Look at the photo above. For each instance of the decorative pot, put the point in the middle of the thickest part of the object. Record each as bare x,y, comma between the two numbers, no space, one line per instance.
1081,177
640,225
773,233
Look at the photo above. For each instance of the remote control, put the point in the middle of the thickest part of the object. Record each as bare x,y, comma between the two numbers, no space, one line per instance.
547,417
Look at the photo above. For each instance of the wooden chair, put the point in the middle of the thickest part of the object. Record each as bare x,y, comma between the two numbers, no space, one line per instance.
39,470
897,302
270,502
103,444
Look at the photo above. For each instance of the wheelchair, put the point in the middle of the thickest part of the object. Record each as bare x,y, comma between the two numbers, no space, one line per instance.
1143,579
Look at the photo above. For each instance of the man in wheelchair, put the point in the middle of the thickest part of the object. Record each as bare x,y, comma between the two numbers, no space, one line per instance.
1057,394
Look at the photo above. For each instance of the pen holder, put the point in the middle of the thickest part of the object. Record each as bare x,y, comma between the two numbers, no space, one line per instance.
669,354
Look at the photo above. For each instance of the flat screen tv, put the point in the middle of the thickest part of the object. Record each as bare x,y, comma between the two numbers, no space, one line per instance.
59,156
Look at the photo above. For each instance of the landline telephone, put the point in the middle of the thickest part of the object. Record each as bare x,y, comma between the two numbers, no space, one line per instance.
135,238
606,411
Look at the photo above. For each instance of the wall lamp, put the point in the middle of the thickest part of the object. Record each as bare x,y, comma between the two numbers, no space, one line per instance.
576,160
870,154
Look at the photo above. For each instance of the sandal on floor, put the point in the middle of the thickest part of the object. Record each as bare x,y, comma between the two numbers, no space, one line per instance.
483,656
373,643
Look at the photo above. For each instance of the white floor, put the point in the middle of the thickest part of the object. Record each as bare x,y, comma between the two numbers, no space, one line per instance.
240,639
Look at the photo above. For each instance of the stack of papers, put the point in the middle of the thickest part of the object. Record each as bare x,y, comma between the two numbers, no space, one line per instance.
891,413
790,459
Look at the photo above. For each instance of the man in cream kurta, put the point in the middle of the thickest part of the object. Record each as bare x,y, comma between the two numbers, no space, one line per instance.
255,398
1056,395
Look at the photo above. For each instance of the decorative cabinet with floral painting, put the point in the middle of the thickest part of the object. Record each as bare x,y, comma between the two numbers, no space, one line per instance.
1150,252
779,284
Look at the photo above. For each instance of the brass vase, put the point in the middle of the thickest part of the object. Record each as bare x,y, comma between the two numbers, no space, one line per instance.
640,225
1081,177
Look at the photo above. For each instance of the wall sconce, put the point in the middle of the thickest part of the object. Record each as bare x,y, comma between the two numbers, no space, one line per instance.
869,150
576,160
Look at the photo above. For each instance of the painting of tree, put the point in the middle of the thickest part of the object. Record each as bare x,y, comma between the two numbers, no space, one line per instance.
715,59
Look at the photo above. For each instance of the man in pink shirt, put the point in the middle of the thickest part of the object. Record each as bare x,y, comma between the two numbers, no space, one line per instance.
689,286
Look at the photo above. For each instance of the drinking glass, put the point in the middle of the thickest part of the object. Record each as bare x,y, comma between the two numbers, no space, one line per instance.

──────

> EXERCISE OBJECTIVE:
Take the lines above and retype all of them exactly.

> TASK RESULT:
Look at the photo above. For each instance of the decorative pot, put the point in the middle of the thickest part of the object. Record each as bare x,y, comma between the two numbers, no space, one line per instance.
1081,177
640,225
773,233
Look at the photo above. For each instance of the remote control, put the point in the middle of the thickest part of the object. Record each as bare x,y, comma between the two numbers, no space, one line per instance.
547,417
Look at the photo above. For each instance of the wooden chair, put the point in the middle of the thickest part of the object. Record each as bare x,y, comma between the two numbers, no space, one line per instance.
39,470
897,302
270,502
103,444
Look at the photo above. For each instance of the wheelchair, put the point in the middle of the thickest part of the object. Record each as bare x,y, comma between the two numbers, no space, one line per instance.
1143,579
Look at the photo above. For each instance of the man in wheelchair, put the point in the middle of the thickest part of the object. Record each as bare x,y, comma between the two numbers, no space, one line per instance.
1057,394
Look at the photo above. For each instance of the pen holder, put the point in the middle of the thickest part of the object. Record each as bare x,y, comma between the two numbers, no space, one line per instance.
669,354
Look at the photo above. For each instance of the flat screen tv, put the point in the middle of the thickest part of the object. Record each as bare x,y, comma between the two numbers, no space, one line per instance.
59,156
Look at the photo above. For each instance of the landline telephone, put the point in the middle of the thickest part of the object. Record each as bare x,y, comma between the two numbers, no space, one line per instance.
135,238
606,411
Look at the photo above. For each instance of the wall lamp, put the point in the middle of the thickest part of the object. Record each as bare x,y, comma between the two numbers, no space, one line per instance.
576,160
870,154
Look at the photo above. For each instance of the sandal on floor, put the point in the middle of the thickest part of the object. Record each as bare x,y, comma between the two numbers, no space, one line per instance.
483,656
373,643
Look at the photo above. For each instance of the white floor, put the point in the middle of the thickest part of the object. Record each as bare x,y, comma between the two numbers, no space, one line per instance.
240,639
Look at the photo above. For each instance of the stack of papers, put the point in the middle of the thickest part of the object. Record each as bare x,y, comma between the two numbers, no space, one line per instance.
891,413
790,459
Look at the photo above. For each instance of the man in cream kurta, put the point in the middle of the thickest part of the object. Record each as bare x,y, comma between the two numbers, no space, one line per instance.
255,398
1056,395
Look at the photo above. For each instance of the decorative cabinet with floral painting, put the point in the middle of the thickest part of the object. Record each as bare x,y, comma between the two numbers, no space, one line per instance.
1150,252
779,284
Look at the photo above. For each instance of the brass vase, put the point in the middle of the thickest part of the object. Record each as bare x,y, comma between the two numbers, no space, one line per instance.
640,225
1081,177
Look at the photo above. For each instance of the wall sconce, put the point in the middle of the thickest part of the object. Record each as bare x,y, comma between the two numbers, no space, one line per instance.
869,150
576,160
Look at the photo above. For each instance of the painting of tree, put the point in the middle of the thickest part of the object. Record each as bare x,y, comma between the two numbers, no space, one line per instance.
715,59
Look at the photo above. For each instance of the man in pink shirt, put the point in the middle of the thickest part of the object. Record each as bare x,y, comma between the two numbers, no space, one line per instance.
689,286
Look at the photo above. For each instance of the drinking glass, put the point in the middle of the thickest part of the object. Record each as bare x,y, comma between the two numbers, no space, one line per instance.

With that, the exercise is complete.